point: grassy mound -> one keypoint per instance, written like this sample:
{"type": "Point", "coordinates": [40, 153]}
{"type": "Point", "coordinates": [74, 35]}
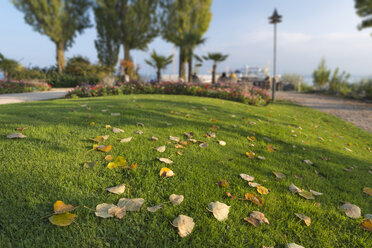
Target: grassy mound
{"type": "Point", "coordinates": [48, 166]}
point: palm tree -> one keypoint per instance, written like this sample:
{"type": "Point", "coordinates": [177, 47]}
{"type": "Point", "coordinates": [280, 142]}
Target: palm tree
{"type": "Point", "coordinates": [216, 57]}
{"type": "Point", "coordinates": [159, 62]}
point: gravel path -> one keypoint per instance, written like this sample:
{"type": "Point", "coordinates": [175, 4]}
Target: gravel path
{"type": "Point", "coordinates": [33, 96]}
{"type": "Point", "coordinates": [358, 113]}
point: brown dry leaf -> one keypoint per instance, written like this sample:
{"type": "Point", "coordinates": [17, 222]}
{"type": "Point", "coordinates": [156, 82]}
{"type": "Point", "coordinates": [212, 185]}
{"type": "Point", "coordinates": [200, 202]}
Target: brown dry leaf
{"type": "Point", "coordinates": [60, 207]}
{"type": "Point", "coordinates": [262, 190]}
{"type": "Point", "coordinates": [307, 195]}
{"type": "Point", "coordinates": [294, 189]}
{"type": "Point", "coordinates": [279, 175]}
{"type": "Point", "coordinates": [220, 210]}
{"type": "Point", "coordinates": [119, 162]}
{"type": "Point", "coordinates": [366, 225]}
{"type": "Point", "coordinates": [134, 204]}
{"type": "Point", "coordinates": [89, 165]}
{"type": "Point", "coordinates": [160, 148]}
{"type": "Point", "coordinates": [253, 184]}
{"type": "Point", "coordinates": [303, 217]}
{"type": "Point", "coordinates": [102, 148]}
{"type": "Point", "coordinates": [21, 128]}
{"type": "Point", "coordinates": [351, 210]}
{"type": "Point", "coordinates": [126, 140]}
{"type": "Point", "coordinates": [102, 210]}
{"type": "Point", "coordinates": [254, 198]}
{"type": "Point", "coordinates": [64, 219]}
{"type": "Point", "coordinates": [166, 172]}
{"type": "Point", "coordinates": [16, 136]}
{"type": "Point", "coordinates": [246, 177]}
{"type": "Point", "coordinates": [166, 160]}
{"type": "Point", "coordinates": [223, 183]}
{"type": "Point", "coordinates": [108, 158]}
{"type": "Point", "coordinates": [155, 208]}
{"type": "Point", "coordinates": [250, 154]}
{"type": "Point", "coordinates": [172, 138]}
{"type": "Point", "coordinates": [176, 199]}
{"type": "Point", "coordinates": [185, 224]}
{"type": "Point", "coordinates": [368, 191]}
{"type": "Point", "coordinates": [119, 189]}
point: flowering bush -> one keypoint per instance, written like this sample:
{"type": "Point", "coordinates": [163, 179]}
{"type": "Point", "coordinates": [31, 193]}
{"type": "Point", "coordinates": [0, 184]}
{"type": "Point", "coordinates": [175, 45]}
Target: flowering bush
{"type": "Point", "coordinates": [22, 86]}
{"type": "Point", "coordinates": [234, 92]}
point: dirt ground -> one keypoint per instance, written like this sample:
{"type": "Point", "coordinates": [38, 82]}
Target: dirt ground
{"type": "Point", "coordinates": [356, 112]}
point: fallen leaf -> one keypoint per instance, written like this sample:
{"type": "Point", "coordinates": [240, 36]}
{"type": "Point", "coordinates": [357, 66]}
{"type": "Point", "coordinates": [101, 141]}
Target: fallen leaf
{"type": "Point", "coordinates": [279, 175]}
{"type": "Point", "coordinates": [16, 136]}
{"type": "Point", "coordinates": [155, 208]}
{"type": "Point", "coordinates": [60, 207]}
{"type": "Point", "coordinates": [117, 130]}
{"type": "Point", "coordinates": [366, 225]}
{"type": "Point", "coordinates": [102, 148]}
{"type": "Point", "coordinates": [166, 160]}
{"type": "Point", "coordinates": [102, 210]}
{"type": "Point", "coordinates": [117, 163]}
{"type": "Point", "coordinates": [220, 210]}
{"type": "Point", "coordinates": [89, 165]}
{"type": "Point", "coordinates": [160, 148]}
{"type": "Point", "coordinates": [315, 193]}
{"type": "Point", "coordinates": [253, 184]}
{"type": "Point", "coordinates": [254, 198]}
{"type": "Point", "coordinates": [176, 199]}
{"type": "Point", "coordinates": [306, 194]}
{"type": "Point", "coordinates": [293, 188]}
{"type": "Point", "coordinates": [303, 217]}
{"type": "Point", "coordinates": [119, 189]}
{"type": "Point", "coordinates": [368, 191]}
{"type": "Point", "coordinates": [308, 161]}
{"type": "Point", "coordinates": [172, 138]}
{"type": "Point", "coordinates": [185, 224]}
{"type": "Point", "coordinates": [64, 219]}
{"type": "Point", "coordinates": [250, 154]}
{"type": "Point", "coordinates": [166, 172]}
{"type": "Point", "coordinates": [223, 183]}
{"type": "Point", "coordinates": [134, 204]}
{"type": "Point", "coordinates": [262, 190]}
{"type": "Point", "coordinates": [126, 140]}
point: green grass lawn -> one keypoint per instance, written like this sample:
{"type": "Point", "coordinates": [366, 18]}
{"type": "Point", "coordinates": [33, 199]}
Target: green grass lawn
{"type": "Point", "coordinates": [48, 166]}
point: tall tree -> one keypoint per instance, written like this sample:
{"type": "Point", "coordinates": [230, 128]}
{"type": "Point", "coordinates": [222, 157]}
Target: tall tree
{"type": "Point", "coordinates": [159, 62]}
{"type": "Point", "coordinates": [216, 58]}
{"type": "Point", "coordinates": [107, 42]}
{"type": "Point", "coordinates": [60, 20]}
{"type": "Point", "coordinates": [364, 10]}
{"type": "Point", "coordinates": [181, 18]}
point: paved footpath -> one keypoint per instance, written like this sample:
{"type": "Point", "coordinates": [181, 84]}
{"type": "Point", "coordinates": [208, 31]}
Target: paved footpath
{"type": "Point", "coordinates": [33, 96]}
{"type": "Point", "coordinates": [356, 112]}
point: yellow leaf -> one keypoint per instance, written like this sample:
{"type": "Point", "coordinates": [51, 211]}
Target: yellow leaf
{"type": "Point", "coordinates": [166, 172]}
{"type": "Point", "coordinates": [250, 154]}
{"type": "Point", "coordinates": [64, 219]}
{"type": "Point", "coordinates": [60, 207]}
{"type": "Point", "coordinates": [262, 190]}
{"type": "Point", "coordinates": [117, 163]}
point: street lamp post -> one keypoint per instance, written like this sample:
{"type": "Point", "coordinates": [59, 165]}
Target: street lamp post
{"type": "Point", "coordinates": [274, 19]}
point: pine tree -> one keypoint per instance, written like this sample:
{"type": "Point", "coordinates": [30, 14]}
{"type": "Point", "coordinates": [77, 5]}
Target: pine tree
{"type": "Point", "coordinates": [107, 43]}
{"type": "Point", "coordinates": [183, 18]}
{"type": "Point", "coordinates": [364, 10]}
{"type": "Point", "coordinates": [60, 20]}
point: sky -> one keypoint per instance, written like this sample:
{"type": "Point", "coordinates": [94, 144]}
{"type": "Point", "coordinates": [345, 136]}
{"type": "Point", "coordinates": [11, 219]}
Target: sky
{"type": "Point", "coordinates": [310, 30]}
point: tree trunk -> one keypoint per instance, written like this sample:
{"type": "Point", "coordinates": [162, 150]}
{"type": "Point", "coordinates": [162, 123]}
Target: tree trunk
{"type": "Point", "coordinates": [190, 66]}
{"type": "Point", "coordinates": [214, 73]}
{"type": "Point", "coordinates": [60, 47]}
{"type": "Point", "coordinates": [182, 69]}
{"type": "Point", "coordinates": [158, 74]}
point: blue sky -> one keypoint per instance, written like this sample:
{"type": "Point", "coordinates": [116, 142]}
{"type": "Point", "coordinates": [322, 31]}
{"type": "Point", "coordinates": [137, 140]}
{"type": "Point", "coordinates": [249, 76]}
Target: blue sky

▶ **WHAT TO WORK ON**: In the entries above, some lines hold the string "blue". Copy each of them.

▶ **EXERCISE ANSWER**:
point: blue sky -> one keypoint per instance, written like this sample:
Target: blue sky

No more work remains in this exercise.